══ Supplied material ══
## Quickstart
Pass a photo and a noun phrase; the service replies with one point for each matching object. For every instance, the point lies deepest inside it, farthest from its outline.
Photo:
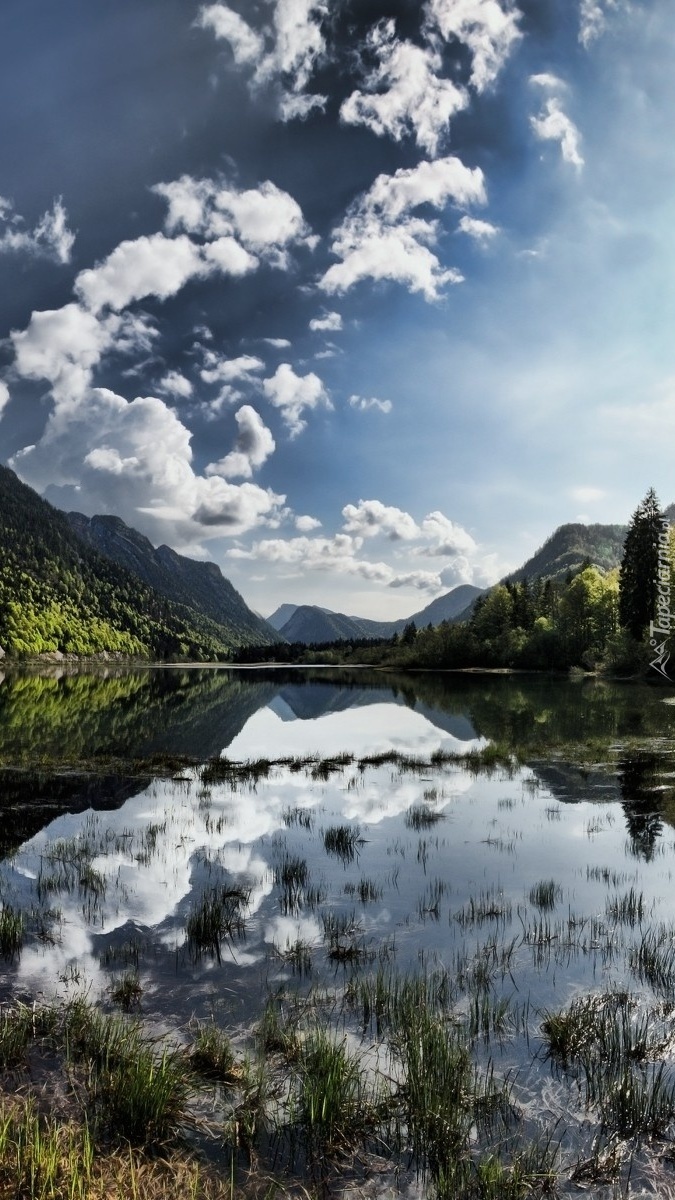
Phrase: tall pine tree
(638, 579)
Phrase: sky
(359, 299)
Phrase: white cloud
(425, 581)
(586, 495)
(554, 125)
(363, 403)
(149, 265)
(133, 459)
(174, 383)
(330, 323)
(487, 28)
(448, 538)
(65, 345)
(246, 45)
(548, 81)
(398, 253)
(284, 54)
(404, 94)
(221, 370)
(338, 555)
(378, 239)
(592, 19)
(446, 180)
(294, 394)
(252, 448)
(51, 238)
(264, 220)
(306, 523)
(371, 517)
(481, 231)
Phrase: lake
(243, 843)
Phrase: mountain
(447, 607)
(311, 624)
(198, 586)
(58, 594)
(572, 546)
(280, 616)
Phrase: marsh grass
(368, 891)
(422, 816)
(219, 915)
(487, 906)
(11, 931)
(292, 876)
(652, 960)
(545, 894)
(626, 910)
(342, 841)
(332, 1101)
(211, 1054)
(126, 991)
(298, 954)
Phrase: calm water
(443, 864)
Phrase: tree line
(592, 619)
═══
Everything from the line containing "Phrase: lake" through the last line above should be set down exactly; include no other lines.

Phrase: lake
(243, 843)
Phrase: mountain
(447, 607)
(311, 624)
(198, 586)
(58, 594)
(572, 546)
(280, 616)
Phrase: marsh grass
(368, 891)
(422, 816)
(219, 915)
(487, 906)
(11, 931)
(292, 876)
(652, 960)
(545, 894)
(626, 910)
(342, 841)
(332, 1101)
(211, 1054)
(126, 991)
(298, 954)
Phrase: calm water
(443, 864)
Phrase: tree line
(592, 619)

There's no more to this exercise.